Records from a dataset
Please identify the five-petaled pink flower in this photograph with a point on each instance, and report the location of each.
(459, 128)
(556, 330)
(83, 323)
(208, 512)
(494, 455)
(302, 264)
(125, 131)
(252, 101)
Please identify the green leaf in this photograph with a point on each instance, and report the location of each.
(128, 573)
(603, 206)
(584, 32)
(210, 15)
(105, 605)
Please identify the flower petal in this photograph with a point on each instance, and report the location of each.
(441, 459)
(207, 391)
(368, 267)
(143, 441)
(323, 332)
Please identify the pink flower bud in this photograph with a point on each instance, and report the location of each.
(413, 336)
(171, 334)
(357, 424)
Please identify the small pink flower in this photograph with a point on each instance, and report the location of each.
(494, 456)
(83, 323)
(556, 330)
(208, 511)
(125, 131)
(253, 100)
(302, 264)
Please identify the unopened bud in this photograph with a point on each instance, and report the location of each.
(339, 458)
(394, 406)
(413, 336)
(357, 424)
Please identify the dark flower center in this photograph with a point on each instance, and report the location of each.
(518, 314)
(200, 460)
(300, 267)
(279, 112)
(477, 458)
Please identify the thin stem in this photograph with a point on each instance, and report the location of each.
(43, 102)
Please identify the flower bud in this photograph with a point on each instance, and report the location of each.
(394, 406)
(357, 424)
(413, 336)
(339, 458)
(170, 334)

Work to complete
What is needed is an exact transcription of all the data.

Answer for this exercise
Please identify the five-petaled pink flower in this photograph with a point on each instance, and report the location of each.
(459, 128)
(556, 330)
(83, 323)
(208, 512)
(494, 455)
(302, 264)
(125, 131)
(252, 101)
Please identify the green leaf in this photograph with a point on each instance, and report the location of each.
(128, 573)
(603, 206)
(584, 32)
(210, 15)
(105, 605)
Please identify the flower petal in this photograph with a point on each instance, and report the location of each.
(441, 459)
(207, 391)
(368, 267)
(143, 441)
(323, 332)
Please identify the pink flower bud in this photograph with a point on each instance, and report the location of each.
(413, 336)
(171, 334)
(357, 424)
Please identify the small pink flower in this photograph with a point on each instance, and report the location of each.
(494, 456)
(83, 323)
(556, 330)
(208, 511)
(125, 131)
(253, 100)
(302, 264)
Please identify the unopened bud in this photograph with a point on each instance, and report the location of each.
(339, 458)
(394, 406)
(413, 336)
(357, 424)
Please identify the dark flower center in this photograph with a point on each instance, and report the location of each.
(518, 314)
(200, 460)
(300, 267)
(279, 112)
(477, 458)
Please identify the thin stem in this photograph with a point on each instance, and report the location of each.
(43, 102)
Please identify the flower bud in this photograph with a point on each instance, and report the location of each.
(394, 406)
(357, 424)
(413, 336)
(339, 458)
(170, 334)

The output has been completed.